Start of Selected passage

Executive Summary: London's Luxury Property Market Crisis
Bottom Line: London's high-end property market has been fundamentally broken for over a decade due to punitive taxation and poor economics, not recent non-dom rule changes. Despite prices being at decade lows, luxury homes remain economically irrational purchases.
Key Points:
Current Market Decline: Prime central London prices fell 3.7% in Q2 2025, with sales of £5m+ homes down 15% year-on-year. While blamed on wealthy non-doms fleeing new inheritance tax rules, this masks deeper structural issues.
Economic Reality Check: Using a £20m Mayfair mansion example:
- Crushing stamp duty: £2.3m for UK buyers, £3.7m for overseas buyers
- Terrible yields: Just 2.9% gross rental return vs. government bonds
- Capital destruction: Central London luxury homes down 22.4% nominally (-45% real terms) since 2014 peak
- Market dysfunction: Properties sit empty for months; the example mansion has been available to rent for a year
The Real Culprit - 2014 Stamp Duty Reform: The "killer blow" wasn't recent non-dom changes but stamp duty restructuring a decade ago. Moving from flat-rate to tiered system increased duty from 7% to 10.3% on £10m homes. Subsequent hits included additional duty on second homes (2016), Brexit uncertainty, and economic malaise.
Supply Glut Emerging: Properties for sale (£5m+) have surged 68% over three years vs. 26% for broader central London market, suggesting more downward pressure ahead.
Limited Appeal Remains: Trophy status, safe haven qualities, and cheap debt access via property-backed loans provide some attraction, but can't overcome the fundamentally broken economics.
Market Significance: Though only 0.1% of transactions, £5m+ homes represent 4.2% of transaction value and 11.3% of stamp duty revenue.
Conclusion: Even at decade-low prices with limited growth prospects and high interest rates, most buyers still consider London luxury properties overpriced. The author notes ironically that his favorite Mayfair pub was converted to a mansion in 2009 - given subsequent house price performance, "maybe they should have kept it as a pub."
The piece argues London's luxury market faces structural problems making it economically irrational regardless of political changes.

End of Selected passage

Exercise set >>
(1) Translate this sentence from the executive summary on London's luxury property market into Spanish: "Despite prices being at decade lows, luxury homes remain economically irrational purchases."
(2) According to the executive summary on London's luxury property market, by what percentage did prime central London prices fall in Q2 2025?
(3) List the headings the executive summary on London's luxury property market gives for the problems shown by its £20m Mayfair mansion example.

Start of Records

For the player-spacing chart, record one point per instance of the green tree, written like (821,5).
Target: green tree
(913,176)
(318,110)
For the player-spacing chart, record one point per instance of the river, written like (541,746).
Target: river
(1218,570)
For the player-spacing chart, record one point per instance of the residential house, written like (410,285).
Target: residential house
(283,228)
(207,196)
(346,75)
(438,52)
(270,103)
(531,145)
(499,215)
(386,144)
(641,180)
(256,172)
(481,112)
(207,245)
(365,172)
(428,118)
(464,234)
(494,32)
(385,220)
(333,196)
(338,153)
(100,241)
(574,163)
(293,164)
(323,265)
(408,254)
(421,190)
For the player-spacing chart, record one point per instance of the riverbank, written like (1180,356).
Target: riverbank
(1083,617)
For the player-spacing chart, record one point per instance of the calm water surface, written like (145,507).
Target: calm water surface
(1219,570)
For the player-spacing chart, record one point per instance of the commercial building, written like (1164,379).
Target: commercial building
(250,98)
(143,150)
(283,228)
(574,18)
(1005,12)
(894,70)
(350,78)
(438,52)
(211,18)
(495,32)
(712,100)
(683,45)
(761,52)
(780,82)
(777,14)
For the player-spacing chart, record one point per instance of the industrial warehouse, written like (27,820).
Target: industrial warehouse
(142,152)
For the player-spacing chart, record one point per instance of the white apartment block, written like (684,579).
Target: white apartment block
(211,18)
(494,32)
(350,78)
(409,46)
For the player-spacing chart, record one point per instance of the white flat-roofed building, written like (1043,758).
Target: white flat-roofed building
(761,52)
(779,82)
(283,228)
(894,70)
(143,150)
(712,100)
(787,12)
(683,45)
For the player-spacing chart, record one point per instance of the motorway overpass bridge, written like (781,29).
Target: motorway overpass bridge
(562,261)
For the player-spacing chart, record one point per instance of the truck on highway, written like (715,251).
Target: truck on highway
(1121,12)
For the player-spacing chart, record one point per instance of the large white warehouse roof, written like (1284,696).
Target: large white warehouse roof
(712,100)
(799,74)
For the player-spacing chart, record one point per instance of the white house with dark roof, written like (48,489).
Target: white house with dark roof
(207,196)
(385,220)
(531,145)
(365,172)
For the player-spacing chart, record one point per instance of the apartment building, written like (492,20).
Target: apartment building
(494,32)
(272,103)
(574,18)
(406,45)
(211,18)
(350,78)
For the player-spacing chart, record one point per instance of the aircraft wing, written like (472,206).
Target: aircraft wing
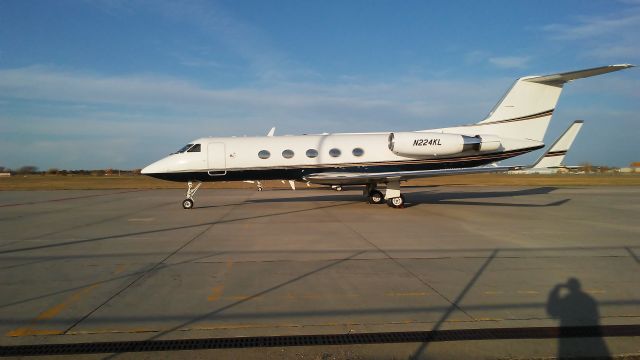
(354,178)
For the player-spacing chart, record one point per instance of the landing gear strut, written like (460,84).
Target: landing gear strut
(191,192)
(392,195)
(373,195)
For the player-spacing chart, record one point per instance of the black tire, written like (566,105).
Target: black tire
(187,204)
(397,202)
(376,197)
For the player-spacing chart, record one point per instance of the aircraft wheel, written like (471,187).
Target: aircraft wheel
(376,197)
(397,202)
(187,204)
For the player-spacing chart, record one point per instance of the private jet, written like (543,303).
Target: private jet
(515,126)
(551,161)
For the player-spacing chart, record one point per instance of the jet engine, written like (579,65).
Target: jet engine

End of Records

Answers to the exercise >>
(1) A pesar de que los precios están en mínimos de una década, las viviendas de lujo siguen siendo compras económicamente irracionales.

(2) They fell 3.7%.

(3)
- Crushing stamp duty
- Terrible yields
- Capital destruction
- Market dysfunction